▶ Extract to read:
▬▬▬▬▬▬

Objective: To find an effective means for delivering therapeutic genes of Tissue inhibitor of metalloproteinase-3 (TIMP-3) to the target sites of the dilated coronary artery for the purpose of preventing restenosis of the injured artery.
Methods: A stainless steel stent coated with a high-molecular-mass polymer phosphorylocholine, after treatment with recombinant replication-defective adenovirus designated as RAD TIMP-3, was implanted into the coronary arteries of 7 pigs (therapy group). Another 7 pigs serving as the control group received implantation of uncoated stent. In both groups, coronary artery angiography was performed before withdrawal of intubation and 28 days after the implantation. For the purpose of planimetric analysis, the stented coronary arteries were isolated and fixed followed by resin embedding. Six sections were obtained for each stent for morphological assessment.
Results: The lumen diameter of the therapy group was 2.32+/-0.18 mm, significantly greater than that of the control group (1.79+/-0.31 mm, P=0.014). The neointimal thickness was smaller in the therapy group (0.34+/-0.17 mm vs 0.81+/-0.32 mm, P=0.0 059).
Conclusions: The stent with biosynthetic coating effectively promotes TIMP3 AdV transduction and transcription, which effectively reduces neointimal proliferation, thus confirming its role in the prevention of in-stent restenosis. This maneuver may offer an alternative to conventional drug coatings for preventing restenosis.

▬▬▬▬▬▬

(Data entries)
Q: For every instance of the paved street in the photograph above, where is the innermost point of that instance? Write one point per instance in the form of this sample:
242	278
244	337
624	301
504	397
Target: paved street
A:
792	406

▬▬▬▬▬▬

▶ Task to carry out: Copy the passage of the TIMP-3 gene delivery abstract between "Objective: To find" and "the injured artery.", inclusive, swapping "injured artery" for "damaged artery".

▶ Task solution:
Objective: To find an effective means for delivering therapeutic genes of Tissue inhibitor of metalloproteinase-3 (TIMP-3) to the target sites of the dilated coronary artery for the purpose of preventing restenosis of the damaged artery.